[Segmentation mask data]
==*==
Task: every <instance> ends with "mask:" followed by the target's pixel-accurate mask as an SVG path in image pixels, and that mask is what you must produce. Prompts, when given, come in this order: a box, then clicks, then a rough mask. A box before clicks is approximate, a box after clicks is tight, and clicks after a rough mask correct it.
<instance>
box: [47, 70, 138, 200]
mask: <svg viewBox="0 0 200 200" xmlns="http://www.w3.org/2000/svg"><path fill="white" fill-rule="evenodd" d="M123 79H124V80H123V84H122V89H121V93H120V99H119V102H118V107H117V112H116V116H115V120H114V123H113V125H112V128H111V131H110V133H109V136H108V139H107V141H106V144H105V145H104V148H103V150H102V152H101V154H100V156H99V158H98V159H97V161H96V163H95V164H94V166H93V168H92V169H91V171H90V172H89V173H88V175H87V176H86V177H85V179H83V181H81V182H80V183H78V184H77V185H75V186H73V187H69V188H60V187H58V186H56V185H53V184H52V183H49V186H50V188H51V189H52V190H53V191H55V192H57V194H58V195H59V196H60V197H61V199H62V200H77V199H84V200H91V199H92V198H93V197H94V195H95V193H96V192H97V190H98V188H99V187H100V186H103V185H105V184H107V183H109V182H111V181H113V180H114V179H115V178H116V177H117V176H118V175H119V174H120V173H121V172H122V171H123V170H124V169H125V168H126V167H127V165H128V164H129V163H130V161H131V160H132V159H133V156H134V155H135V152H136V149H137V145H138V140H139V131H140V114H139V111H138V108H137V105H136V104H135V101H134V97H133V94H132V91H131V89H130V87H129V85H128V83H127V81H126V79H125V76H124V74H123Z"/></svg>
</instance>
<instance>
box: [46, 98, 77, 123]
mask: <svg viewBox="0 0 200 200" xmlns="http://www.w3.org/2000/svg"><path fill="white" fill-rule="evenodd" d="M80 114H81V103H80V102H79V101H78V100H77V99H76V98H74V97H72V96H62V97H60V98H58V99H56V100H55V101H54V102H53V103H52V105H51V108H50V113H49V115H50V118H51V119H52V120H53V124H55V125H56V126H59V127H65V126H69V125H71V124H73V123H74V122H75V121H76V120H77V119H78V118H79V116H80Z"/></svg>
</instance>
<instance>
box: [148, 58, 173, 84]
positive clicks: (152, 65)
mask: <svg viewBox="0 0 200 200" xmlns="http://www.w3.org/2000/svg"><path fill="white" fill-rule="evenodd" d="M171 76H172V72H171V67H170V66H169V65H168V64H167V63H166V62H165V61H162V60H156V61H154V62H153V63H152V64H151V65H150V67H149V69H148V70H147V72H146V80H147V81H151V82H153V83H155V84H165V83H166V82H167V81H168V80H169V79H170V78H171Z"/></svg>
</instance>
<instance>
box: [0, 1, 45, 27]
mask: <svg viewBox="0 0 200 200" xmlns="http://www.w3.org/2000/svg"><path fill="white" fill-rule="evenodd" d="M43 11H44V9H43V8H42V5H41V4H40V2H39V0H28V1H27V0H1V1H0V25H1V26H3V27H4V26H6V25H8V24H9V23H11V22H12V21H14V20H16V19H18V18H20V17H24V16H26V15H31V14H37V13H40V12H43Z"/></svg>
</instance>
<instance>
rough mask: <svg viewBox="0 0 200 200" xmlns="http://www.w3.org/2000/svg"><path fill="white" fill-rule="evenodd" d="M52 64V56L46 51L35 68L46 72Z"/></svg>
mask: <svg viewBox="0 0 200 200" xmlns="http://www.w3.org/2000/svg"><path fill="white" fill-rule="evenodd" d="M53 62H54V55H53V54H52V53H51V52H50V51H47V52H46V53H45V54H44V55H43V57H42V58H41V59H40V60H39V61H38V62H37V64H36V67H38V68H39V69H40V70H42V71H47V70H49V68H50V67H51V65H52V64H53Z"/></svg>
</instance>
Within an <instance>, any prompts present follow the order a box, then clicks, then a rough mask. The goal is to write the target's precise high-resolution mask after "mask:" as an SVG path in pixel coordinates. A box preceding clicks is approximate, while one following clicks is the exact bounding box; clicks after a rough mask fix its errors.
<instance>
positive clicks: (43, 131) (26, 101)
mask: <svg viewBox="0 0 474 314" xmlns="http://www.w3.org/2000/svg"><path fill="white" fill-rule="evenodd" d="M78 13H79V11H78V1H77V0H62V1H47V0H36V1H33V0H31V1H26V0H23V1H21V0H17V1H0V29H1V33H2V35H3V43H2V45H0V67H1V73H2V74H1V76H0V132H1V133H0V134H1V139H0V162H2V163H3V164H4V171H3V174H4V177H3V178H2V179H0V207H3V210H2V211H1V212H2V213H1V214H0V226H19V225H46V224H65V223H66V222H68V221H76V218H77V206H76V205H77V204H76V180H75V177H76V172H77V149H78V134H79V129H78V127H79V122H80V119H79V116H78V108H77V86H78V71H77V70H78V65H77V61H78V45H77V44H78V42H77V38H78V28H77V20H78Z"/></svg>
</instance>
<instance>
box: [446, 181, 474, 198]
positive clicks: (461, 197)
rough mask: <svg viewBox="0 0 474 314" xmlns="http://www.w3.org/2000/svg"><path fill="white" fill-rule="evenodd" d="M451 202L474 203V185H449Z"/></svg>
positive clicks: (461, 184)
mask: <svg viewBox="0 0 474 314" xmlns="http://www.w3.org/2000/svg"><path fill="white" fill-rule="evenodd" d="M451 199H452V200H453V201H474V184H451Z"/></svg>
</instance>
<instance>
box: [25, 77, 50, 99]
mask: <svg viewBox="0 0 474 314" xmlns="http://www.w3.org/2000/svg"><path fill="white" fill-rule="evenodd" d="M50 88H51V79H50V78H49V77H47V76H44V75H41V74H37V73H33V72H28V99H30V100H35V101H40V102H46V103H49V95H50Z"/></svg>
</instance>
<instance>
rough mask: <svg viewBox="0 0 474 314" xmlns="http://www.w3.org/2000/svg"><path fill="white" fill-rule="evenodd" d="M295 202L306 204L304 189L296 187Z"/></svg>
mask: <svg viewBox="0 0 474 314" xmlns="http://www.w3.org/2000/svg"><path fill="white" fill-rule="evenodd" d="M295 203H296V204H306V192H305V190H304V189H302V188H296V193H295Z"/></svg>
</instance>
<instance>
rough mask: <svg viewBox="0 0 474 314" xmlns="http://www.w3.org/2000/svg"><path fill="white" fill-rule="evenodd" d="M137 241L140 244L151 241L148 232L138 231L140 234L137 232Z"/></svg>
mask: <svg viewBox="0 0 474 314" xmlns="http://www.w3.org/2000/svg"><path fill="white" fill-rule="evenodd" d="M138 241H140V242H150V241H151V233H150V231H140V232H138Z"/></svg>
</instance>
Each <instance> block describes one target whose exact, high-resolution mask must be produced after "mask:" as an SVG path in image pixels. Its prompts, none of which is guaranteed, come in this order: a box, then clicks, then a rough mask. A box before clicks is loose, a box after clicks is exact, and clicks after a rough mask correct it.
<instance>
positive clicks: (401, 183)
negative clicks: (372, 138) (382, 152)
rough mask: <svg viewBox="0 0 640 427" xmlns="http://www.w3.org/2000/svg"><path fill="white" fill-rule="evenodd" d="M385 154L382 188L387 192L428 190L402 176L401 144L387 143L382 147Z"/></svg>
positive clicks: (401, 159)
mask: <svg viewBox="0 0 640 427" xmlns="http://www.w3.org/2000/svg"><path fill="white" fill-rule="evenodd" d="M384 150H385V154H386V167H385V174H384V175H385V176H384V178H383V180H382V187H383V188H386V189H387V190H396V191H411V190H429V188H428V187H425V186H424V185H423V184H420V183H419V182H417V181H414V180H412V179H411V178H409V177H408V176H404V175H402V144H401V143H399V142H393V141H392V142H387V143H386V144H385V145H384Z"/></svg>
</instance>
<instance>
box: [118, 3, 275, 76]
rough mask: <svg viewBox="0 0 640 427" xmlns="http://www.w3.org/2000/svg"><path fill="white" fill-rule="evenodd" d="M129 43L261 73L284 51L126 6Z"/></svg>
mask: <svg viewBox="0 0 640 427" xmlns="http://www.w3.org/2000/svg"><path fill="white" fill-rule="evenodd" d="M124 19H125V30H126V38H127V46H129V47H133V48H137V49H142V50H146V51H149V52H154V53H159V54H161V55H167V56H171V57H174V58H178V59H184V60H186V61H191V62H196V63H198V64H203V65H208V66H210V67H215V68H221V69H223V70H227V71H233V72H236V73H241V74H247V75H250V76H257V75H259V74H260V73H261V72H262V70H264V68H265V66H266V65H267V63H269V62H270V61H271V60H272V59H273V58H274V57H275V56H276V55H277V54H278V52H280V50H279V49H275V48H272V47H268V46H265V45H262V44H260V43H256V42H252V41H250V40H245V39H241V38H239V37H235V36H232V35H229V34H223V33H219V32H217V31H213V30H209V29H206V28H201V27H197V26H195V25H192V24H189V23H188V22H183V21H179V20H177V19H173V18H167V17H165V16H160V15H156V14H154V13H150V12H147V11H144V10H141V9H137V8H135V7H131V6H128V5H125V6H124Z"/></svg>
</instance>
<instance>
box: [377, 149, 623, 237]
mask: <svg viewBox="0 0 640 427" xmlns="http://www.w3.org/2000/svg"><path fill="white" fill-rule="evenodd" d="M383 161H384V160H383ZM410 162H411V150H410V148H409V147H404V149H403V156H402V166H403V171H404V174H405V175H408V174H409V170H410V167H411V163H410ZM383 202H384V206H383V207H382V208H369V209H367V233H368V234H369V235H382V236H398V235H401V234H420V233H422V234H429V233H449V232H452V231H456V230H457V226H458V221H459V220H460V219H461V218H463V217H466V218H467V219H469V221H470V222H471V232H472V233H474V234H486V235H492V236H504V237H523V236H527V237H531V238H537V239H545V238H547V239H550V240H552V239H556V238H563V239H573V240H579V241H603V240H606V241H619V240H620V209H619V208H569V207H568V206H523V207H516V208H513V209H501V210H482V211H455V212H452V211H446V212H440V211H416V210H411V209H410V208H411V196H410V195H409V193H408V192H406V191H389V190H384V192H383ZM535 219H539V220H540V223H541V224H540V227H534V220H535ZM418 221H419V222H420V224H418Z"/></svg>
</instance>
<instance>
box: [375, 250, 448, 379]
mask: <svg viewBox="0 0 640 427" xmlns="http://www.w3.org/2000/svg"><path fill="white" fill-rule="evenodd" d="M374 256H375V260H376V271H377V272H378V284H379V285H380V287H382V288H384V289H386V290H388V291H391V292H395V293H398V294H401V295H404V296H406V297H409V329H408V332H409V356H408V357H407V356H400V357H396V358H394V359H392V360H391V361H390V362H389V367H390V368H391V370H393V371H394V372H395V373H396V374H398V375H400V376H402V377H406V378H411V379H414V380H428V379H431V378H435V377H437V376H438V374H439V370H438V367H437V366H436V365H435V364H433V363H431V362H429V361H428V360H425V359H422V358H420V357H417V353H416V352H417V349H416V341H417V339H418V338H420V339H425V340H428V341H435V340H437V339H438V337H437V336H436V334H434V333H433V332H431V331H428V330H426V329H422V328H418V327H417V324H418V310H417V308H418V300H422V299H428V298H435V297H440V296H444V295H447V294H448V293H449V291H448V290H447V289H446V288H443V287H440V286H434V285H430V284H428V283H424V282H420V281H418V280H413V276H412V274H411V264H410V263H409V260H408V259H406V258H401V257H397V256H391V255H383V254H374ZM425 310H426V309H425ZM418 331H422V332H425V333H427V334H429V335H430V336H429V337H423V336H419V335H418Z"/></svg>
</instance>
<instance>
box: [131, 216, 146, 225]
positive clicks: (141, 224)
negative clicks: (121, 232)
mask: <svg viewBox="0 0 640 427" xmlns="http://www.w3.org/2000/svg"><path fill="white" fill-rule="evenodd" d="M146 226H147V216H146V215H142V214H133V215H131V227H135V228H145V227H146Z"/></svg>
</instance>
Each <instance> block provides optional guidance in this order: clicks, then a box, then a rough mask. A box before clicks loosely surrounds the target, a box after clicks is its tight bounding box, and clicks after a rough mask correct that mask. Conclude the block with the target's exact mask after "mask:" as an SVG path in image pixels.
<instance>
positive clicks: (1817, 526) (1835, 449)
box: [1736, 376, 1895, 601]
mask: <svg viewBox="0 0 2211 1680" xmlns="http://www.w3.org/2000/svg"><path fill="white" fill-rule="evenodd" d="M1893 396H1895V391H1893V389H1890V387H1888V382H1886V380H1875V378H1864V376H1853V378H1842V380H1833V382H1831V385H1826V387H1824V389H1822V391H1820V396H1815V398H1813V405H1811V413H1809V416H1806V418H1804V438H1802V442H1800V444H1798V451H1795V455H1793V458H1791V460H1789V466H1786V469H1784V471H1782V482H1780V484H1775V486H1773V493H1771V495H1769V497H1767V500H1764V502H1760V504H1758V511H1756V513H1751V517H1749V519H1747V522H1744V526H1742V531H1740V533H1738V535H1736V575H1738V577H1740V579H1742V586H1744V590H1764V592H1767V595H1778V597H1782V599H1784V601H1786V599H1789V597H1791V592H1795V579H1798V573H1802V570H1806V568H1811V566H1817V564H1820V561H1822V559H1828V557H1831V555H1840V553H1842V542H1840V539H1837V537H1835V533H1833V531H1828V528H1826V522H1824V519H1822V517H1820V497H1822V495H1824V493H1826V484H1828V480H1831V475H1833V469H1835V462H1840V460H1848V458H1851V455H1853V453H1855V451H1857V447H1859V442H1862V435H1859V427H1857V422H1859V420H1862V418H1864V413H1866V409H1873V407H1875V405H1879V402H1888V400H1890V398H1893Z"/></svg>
==*==
Pull out each line of the items above that contains the string "positive", treating uppercase and lowercase as different.

Written answer →
positive clicks: (152, 65)
positive clicks: (43, 131) (26, 101)
positive clicks: (461, 197)
positive clicks: (461, 184)
positive clicks: (401, 183)
positive clicks: (401, 159)
positive clicks: (141, 224)
positive clicks: (1817, 526) (1835, 449)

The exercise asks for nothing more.